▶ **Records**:
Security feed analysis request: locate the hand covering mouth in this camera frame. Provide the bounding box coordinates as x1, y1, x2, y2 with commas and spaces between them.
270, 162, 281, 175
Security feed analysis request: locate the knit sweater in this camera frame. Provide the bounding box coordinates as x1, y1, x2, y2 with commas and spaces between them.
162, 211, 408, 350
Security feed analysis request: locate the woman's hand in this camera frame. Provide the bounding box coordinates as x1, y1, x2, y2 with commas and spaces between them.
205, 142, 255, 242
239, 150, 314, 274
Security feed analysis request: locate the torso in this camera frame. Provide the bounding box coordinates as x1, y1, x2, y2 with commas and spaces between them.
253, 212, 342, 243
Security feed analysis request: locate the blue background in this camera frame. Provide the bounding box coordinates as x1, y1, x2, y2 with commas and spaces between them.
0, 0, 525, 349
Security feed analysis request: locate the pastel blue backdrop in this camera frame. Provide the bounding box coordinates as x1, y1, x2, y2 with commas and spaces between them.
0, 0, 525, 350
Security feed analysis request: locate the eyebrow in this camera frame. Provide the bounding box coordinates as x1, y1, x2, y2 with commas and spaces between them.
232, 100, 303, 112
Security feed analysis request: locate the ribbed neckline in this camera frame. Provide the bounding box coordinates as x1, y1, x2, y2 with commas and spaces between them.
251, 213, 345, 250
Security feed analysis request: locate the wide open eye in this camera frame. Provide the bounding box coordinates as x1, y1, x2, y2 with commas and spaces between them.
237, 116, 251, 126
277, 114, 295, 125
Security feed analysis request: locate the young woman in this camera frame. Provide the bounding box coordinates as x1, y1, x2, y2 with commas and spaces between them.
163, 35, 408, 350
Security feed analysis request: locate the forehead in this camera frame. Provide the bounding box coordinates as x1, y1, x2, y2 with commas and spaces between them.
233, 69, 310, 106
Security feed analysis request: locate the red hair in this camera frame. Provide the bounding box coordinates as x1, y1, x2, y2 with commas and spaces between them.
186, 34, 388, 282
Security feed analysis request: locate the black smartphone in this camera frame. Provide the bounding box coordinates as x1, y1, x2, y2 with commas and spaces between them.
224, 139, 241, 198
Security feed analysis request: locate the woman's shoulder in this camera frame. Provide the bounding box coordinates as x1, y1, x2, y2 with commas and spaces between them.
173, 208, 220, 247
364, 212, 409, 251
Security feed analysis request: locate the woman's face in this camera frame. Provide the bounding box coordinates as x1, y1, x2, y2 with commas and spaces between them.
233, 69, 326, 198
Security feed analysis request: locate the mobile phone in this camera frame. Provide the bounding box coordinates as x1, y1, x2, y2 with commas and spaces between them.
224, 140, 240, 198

▶ **INSTRUCTION**: Set down all of the entries exactly, please.

▶ **RESPONSE TO THE EXERCISE**:
Security feed analysis request: locate the hand covering mouth in this camera frame. Provide the bounding box coordinates as x1, y1, x2, y2 with commas and spaces between them.
270, 162, 281, 175
Security feed analysis request: locate the knit sweater in this camera frame. Provide the bounding box coordinates as x1, y1, x2, y2 with commas and spaces between them.
162, 211, 408, 350
Security feed analysis request: locate the woman's hand in this camera frame. Provide the bounding box coordinates as x1, y1, x2, y2 with commas and spaces between them.
205, 142, 255, 242
239, 150, 314, 274
Security feed analysis request: locate the torso in this camera frame. Provide the bounding box coordinates as x1, y1, x2, y2 with commas and spaces between them.
253, 212, 342, 243
Security feed analysis request: locate the blue background in this camera frame. Provide the bounding box coordinates as x1, y1, x2, y2 with commas and spaces between them.
0, 0, 525, 349
Security feed analysis request: locate the pastel blue backdrop in this camera frame. Provide the bounding box coordinates as x1, y1, x2, y2 with commas and spaces between them.
0, 0, 525, 350
Security feed analysis request: locate the eyebrow in this camera frame. Provide the bounding box coordinates as x1, y1, x2, y2 with commas and spaces between them.
232, 100, 303, 112
Security feed analysis request: locate the ribbed neckline in this camera frame. Provide the bounding box coordinates as x1, y1, x2, y2 with commas and spaces between them.
251, 213, 345, 250
Security feed analysis request: locate the wide open eye in this camera frame. Provide the bounding box coordinates as x1, y1, x2, y2 with commas and spaces between them.
237, 116, 251, 126
277, 114, 295, 125
Security feed analysis request: locate the young woman in this camera frame. Provide the bounding box coordinates as x1, y1, x2, y2 with commas and spaces between them.
163, 35, 408, 350
Security feed analysis request: locate the forehead in this camera frame. Provide the bounding box coordinates as x1, y1, x2, y2 with commas and spaces between them.
233, 69, 310, 106
Security feed analysis request: locate the red hair in this camera frame. Provide the bounding box coordinates as x1, y1, x2, y2 with commas and spaces between them.
186, 34, 388, 282
Security feed analysis request: locate the black smartphone in this camera frame. Provide the bounding box coordinates as x1, y1, x2, y2 with commas and spaces between them.
224, 139, 241, 198
Security feed analysis request: locate the woman's shoulder in this camera frame. Provide the bounding box coordinates as x1, y1, x2, y2 with commas and spaces between them.
173, 208, 220, 247
364, 212, 409, 251
Security feed analysis request: locate the woman's face in this camera frame. Provide the bounding box coordinates as x1, y1, x2, y2 with commas and spaces between them.
233, 69, 326, 198
Security feed analysis request: locate the mobile phone in this camera frame. Provide the bounding box coordinates as x1, y1, x2, y2 with commas and spaces between them.
224, 140, 240, 198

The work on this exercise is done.